Could you reproduce the stretch from the line containing "Report one point per instance of the arched doorway" through the end of these lines, requests included, with each x and y coordinate in the answers scaled by 1.55 and rounded to a whole number, halves going up? Leave the sample coordinates inside the requests as they are, and return only that stretch.
══════════════════════════════
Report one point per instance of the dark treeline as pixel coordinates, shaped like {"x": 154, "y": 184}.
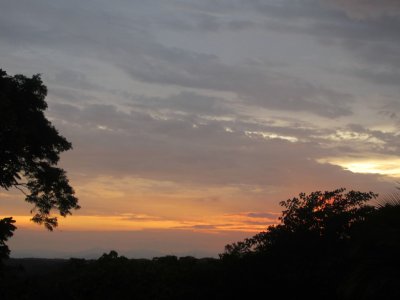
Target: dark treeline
{"x": 328, "y": 245}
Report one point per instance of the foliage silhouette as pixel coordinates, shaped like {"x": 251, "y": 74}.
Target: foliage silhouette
{"x": 29, "y": 152}
{"x": 334, "y": 246}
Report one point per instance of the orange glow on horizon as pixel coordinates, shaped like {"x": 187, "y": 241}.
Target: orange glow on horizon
{"x": 131, "y": 222}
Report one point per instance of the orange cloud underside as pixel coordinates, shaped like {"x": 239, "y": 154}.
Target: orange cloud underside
{"x": 131, "y": 222}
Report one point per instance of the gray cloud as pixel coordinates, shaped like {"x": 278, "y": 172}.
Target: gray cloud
{"x": 134, "y": 49}
{"x": 363, "y": 9}
{"x": 175, "y": 150}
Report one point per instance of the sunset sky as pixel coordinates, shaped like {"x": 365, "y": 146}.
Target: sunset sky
{"x": 191, "y": 119}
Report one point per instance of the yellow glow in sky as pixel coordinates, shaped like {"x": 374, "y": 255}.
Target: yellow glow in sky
{"x": 389, "y": 166}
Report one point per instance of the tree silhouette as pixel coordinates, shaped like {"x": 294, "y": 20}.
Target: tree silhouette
{"x": 29, "y": 152}
{"x": 325, "y": 218}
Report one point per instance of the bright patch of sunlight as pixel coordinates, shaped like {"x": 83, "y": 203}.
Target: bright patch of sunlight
{"x": 389, "y": 166}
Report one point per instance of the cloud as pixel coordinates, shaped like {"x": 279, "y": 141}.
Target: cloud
{"x": 365, "y": 9}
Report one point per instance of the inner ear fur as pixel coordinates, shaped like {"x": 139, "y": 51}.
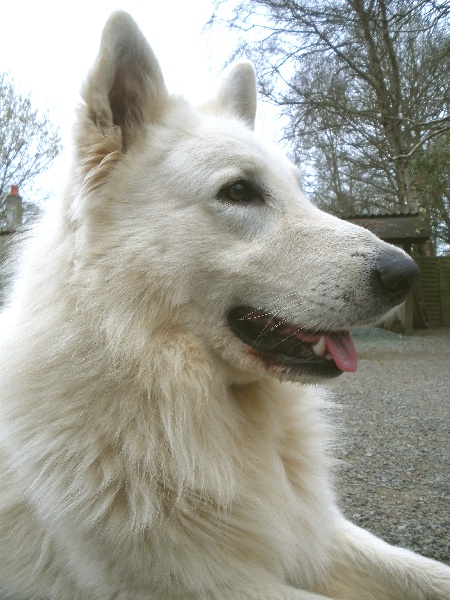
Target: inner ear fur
{"x": 237, "y": 94}
{"x": 125, "y": 88}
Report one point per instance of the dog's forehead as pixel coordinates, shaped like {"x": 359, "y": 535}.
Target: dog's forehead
{"x": 224, "y": 144}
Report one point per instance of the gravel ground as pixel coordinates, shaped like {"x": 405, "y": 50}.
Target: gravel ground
{"x": 394, "y": 475}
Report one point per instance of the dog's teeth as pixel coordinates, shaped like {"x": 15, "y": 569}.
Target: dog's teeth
{"x": 319, "y": 347}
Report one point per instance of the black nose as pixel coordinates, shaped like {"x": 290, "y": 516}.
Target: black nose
{"x": 395, "y": 275}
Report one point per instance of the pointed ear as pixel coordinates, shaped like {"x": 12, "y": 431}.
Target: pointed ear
{"x": 237, "y": 93}
{"x": 125, "y": 88}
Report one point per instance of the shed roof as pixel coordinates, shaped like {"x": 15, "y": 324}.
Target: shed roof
{"x": 394, "y": 228}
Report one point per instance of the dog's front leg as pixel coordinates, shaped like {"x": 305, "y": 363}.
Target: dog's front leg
{"x": 367, "y": 568}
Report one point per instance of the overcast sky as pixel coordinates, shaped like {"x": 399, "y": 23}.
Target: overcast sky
{"x": 48, "y": 47}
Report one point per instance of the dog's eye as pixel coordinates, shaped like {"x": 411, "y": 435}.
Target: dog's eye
{"x": 239, "y": 191}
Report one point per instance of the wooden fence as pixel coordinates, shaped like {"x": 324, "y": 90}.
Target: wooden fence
{"x": 432, "y": 300}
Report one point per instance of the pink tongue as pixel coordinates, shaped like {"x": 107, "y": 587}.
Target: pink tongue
{"x": 343, "y": 351}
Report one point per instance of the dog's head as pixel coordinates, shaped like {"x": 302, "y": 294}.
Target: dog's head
{"x": 196, "y": 224}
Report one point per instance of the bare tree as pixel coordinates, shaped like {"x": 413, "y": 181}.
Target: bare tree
{"x": 366, "y": 87}
{"x": 28, "y": 141}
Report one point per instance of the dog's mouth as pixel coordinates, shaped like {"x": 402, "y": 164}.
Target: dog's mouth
{"x": 284, "y": 345}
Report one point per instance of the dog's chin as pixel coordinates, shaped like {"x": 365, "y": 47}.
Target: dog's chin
{"x": 288, "y": 352}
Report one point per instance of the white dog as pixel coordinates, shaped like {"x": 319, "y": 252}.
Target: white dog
{"x": 149, "y": 449}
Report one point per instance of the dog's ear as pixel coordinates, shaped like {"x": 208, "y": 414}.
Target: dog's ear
{"x": 125, "y": 87}
{"x": 237, "y": 93}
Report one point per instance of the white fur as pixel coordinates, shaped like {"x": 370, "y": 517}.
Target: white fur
{"x": 147, "y": 453}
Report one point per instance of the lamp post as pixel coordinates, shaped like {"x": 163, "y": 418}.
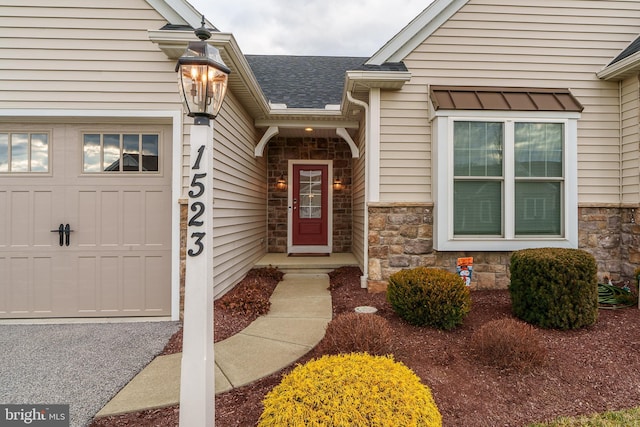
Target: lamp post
{"x": 203, "y": 84}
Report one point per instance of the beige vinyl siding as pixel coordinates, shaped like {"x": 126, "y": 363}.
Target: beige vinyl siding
{"x": 546, "y": 43}
{"x": 359, "y": 199}
{"x": 405, "y": 149}
{"x": 83, "y": 55}
{"x": 630, "y": 92}
{"x": 240, "y": 192}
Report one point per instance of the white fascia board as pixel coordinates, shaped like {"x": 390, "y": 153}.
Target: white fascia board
{"x": 178, "y": 12}
{"x": 621, "y": 69}
{"x": 416, "y": 31}
{"x": 381, "y": 79}
{"x": 301, "y": 121}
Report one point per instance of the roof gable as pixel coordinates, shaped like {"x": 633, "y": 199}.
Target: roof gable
{"x": 417, "y": 31}
{"x": 626, "y": 64}
{"x": 302, "y": 81}
{"x": 633, "y": 48}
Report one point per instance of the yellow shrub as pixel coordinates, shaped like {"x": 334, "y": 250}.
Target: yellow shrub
{"x": 354, "y": 390}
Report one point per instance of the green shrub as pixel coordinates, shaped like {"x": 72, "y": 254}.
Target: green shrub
{"x": 354, "y": 332}
{"x": 429, "y": 297}
{"x": 355, "y": 390}
{"x": 509, "y": 344}
{"x": 554, "y": 288}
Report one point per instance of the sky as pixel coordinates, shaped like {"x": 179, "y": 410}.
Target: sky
{"x": 311, "y": 27}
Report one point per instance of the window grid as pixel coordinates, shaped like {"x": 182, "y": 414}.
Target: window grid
{"x": 120, "y": 153}
{"x": 24, "y": 152}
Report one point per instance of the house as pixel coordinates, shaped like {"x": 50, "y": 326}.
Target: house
{"x": 480, "y": 128}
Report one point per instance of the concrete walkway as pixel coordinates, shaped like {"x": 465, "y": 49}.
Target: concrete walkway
{"x": 300, "y": 310}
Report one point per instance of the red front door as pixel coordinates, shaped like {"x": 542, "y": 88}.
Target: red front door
{"x": 310, "y": 212}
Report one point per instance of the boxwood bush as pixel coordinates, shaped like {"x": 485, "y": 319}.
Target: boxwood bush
{"x": 429, "y": 297}
{"x": 554, "y": 287}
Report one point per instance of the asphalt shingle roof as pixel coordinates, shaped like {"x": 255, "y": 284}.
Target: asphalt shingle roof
{"x": 302, "y": 81}
{"x": 634, "y": 47}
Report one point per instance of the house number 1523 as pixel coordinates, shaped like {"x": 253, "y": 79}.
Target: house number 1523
{"x": 197, "y": 207}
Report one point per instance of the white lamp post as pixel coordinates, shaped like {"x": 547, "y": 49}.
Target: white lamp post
{"x": 203, "y": 84}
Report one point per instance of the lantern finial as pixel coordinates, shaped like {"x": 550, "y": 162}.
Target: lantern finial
{"x": 203, "y": 33}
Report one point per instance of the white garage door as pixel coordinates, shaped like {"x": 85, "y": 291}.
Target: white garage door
{"x": 85, "y": 220}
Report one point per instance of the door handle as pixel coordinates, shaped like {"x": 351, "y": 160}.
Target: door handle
{"x": 60, "y": 231}
{"x": 67, "y": 233}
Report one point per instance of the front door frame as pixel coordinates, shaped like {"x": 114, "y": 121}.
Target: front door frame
{"x": 315, "y": 249}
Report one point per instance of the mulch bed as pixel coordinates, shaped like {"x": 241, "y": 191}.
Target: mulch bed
{"x": 590, "y": 370}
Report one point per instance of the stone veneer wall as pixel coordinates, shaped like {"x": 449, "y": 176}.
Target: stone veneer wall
{"x": 401, "y": 236}
{"x": 612, "y": 235}
{"x": 280, "y": 150}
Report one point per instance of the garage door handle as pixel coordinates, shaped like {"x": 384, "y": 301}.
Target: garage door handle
{"x": 67, "y": 233}
{"x": 60, "y": 231}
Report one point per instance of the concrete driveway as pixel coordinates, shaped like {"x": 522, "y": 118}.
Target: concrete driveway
{"x": 80, "y": 364}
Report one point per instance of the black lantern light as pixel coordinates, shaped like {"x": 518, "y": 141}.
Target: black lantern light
{"x": 203, "y": 78}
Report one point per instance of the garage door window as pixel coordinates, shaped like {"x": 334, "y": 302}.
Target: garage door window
{"x": 24, "y": 152}
{"x": 120, "y": 153}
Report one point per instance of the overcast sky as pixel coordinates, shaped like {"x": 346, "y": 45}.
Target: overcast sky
{"x": 311, "y": 27}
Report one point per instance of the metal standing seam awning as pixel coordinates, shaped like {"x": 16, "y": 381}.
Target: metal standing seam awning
{"x": 503, "y": 99}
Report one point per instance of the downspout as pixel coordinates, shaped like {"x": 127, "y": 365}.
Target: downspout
{"x": 364, "y": 278}
{"x": 620, "y": 144}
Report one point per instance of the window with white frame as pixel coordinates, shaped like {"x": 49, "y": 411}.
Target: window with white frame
{"x": 120, "y": 153}
{"x": 505, "y": 180}
{"x": 24, "y": 152}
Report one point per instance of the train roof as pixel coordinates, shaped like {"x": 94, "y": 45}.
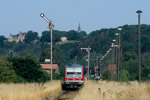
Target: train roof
{"x": 74, "y": 65}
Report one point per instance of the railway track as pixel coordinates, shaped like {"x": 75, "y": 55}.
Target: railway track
{"x": 67, "y": 95}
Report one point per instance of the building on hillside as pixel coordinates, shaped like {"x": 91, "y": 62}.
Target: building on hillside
{"x": 19, "y": 37}
{"x": 63, "y": 39}
{"x": 79, "y": 28}
{"x": 111, "y": 67}
{"x": 96, "y": 70}
{"x": 47, "y": 67}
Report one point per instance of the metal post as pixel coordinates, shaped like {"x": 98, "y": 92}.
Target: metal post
{"x": 139, "y": 54}
{"x": 88, "y": 50}
{"x": 51, "y": 26}
{"x": 51, "y": 55}
{"x": 119, "y": 55}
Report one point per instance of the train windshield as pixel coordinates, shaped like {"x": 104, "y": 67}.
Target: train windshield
{"x": 74, "y": 72}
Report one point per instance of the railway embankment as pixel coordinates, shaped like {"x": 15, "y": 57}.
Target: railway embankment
{"x": 103, "y": 90}
{"x": 30, "y": 91}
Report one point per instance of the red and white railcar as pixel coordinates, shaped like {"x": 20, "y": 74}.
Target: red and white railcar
{"x": 73, "y": 76}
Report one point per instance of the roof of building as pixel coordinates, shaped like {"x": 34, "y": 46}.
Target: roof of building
{"x": 15, "y": 36}
{"x": 48, "y": 66}
{"x": 111, "y": 67}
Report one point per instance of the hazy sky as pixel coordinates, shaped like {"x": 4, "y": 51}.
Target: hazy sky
{"x": 24, "y": 15}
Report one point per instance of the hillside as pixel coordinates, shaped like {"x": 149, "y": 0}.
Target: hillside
{"x": 99, "y": 42}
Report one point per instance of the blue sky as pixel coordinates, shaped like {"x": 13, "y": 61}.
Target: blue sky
{"x": 24, "y": 15}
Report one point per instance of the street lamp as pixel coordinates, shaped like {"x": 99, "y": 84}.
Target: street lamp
{"x": 119, "y": 52}
{"x": 117, "y": 56}
{"x": 88, "y": 50}
{"x": 51, "y": 26}
{"x": 139, "y": 58}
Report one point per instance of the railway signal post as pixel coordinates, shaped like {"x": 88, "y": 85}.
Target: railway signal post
{"x": 50, "y": 26}
{"x": 88, "y": 50}
{"x": 139, "y": 54}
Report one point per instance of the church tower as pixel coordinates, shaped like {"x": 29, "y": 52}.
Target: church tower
{"x": 79, "y": 28}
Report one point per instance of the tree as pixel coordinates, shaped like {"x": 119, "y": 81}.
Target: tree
{"x": 29, "y": 69}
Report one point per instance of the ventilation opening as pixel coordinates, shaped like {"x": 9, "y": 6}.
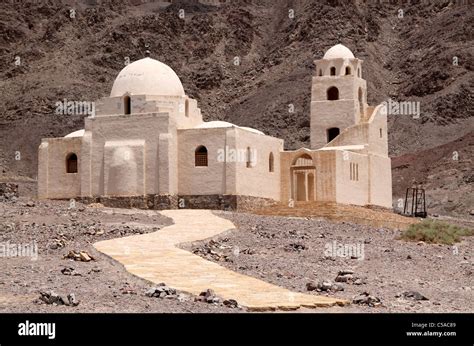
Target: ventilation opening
{"x": 127, "y": 105}
{"x": 333, "y": 94}
{"x": 71, "y": 163}
{"x": 200, "y": 157}
{"x": 332, "y": 133}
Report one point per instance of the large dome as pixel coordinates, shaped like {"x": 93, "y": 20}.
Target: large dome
{"x": 147, "y": 77}
{"x": 337, "y": 52}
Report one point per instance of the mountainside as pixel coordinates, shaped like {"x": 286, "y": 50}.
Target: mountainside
{"x": 424, "y": 53}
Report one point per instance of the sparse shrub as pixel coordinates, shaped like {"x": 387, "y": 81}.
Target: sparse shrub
{"x": 437, "y": 232}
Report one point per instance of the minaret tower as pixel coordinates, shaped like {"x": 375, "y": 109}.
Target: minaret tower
{"x": 338, "y": 95}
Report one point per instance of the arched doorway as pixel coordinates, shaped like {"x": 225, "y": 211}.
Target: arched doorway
{"x": 332, "y": 133}
{"x": 303, "y": 179}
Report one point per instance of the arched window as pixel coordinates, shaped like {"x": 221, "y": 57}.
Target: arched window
{"x": 361, "y": 101}
{"x": 71, "y": 163}
{"x": 186, "y": 108}
{"x": 127, "y": 105}
{"x": 200, "y": 156}
{"x": 333, "y": 93}
{"x": 249, "y": 157}
{"x": 332, "y": 133}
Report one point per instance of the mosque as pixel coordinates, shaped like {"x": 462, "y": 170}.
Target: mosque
{"x": 147, "y": 146}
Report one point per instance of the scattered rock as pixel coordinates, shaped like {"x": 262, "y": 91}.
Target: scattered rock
{"x": 414, "y": 295}
{"x": 324, "y": 286}
{"x": 231, "y": 303}
{"x": 72, "y": 299}
{"x": 344, "y": 278}
{"x": 346, "y": 272}
{"x": 208, "y": 296}
{"x": 128, "y": 290}
{"x": 79, "y": 256}
{"x": 52, "y": 298}
{"x": 366, "y": 299}
{"x": 70, "y": 271}
{"x": 295, "y": 247}
{"x": 162, "y": 291}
══════════════════════════════
**WRITTEN ANSWER:**
Report one point per instance of the arched doorway as pixel coordinates, shaped like {"x": 225, "y": 211}.
Target: arched doorway
{"x": 515, "y": 206}
{"x": 470, "y": 277}
Report one point per instance of the arched window as pixel coordinates, shaped like {"x": 221, "y": 57}.
Target: arched window
{"x": 560, "y": 157}
{"x": 110, "y": 253}
{"x": 288, "y": 167}
{"x": 197, "y": 163}
{"x": 310, "y": 242}
{"x": 516, "y": 144}
{"x": 386, "y": 243}
{"x": 515, "y": 206}
Report one point per instance of the mosque as pixel coordinates, shaped like {"x": 462, "y": 170}.
Target: mosque
{"x": 228, "y": 226}
Report one point per instance of the scattered rock as pixel coordinates, shaped like {"x": 262, "y": 91}.
Target: scattered rock
{"x": 642, "y": 457}
{"x": 502, "y": 443}
{"x": 358, "y": 470}
{"x": 112, "y": 463}
{"x": 533, "y": 431}
{"x": 536, "y": 422}
{"x": 322, "y": 459}
{"x": 198, "y": 450}
{"x": 122, "y": 397}
{"x": 81, "y": 462}
{"x": 567, "y": 463}
{"x": 109, "y": 420}
{"x": 457, "y": 383}
{"x": 251, "y": 451}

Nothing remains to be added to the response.